• [EXTRACTED TEXT]
------------------------------------------------------------------------
In Mexico, Zapata said he had to pay for school supplies, uniforms, utility bills, food and rent. His expenses exceeded the salary he earned.
Louisa Perez* is a 37-year-old female who has four children — three daughters who are 5, 11 and 20, and a son, who is 6.
She is from Guanajuato, Mexico, and has been in the United States for 14 years.
She has an elementary school education and said she speaks little English.
Employed as a housekeeper in the Oklahoma City area, Perez works 38 hours at night and 25 to 30 hours during the day. She said she normally works about 68 hours a week. Every two weeks she sends 15 percent of her salary to Mexico in order to help her older daughter.
She fled to America to help her children. She said during the time she was married in Mexico, she stayed at home with her children and had a small garden that provided food for them.
Later, Perez divorced her husband because she said he was an alcoholic and was abusive. She found a job in a factory, where she said sexual harassment was common from some of the managers. She said she went through bad experiences because she was a single woman desperate to keep her job to feed the children. She later decided to quit her job and pay a “coyote” to help her flee to the United States.
------------------------------------------------------------------------
• [PROVIDED RECORDS]
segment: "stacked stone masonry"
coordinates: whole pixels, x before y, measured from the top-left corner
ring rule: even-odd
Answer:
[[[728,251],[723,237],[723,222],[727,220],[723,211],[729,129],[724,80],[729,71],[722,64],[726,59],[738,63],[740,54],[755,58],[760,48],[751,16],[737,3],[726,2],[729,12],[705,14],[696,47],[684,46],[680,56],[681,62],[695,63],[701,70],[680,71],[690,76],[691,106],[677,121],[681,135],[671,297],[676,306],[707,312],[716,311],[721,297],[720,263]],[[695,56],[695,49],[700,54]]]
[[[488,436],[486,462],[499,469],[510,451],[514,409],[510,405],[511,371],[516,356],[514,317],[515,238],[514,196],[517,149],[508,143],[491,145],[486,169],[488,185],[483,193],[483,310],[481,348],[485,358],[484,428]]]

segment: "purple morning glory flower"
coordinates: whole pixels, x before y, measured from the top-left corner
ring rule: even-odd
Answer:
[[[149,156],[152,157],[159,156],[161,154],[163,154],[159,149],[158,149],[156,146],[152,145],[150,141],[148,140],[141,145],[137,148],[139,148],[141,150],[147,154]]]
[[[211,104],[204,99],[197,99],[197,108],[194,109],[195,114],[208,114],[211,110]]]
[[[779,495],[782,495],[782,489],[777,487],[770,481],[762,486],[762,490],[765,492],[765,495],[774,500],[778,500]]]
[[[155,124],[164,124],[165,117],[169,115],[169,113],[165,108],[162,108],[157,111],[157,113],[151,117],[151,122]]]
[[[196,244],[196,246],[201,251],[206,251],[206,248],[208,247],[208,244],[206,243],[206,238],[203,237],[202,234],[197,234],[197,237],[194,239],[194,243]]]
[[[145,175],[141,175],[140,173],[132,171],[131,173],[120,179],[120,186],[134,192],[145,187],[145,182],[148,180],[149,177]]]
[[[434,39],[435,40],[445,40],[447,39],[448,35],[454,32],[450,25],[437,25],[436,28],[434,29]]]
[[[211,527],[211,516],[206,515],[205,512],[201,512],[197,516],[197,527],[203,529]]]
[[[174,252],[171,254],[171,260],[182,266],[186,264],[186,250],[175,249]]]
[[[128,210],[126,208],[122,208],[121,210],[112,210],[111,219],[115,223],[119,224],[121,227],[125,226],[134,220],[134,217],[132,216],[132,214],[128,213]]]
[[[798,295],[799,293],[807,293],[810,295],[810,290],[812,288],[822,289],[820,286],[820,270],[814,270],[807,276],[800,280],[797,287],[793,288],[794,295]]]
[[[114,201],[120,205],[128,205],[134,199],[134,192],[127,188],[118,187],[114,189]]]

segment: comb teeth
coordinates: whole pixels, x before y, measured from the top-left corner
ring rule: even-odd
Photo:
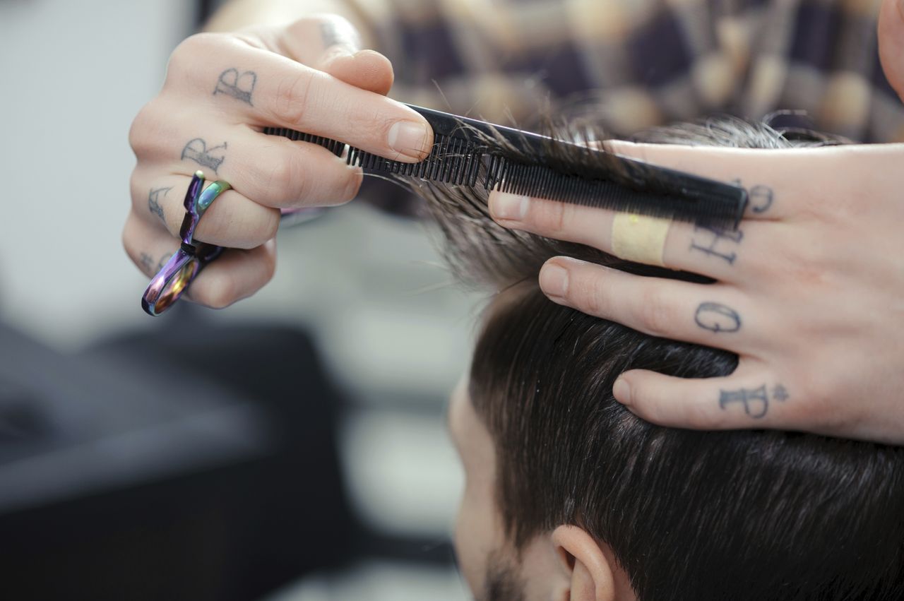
------------------------------------------------------------------------
Using the account of Louisa Perez, answer each question.
(a) From what place in Mexico does Perez come?
(b) About how many hours does she normally work each week?
(c) For what reasons did she divorce her husband?

• [RESPONSE]
(a) Guanajuato, Mexico.
(b) About 68 hours.
(c) She said he was an alcoholic and was abusive.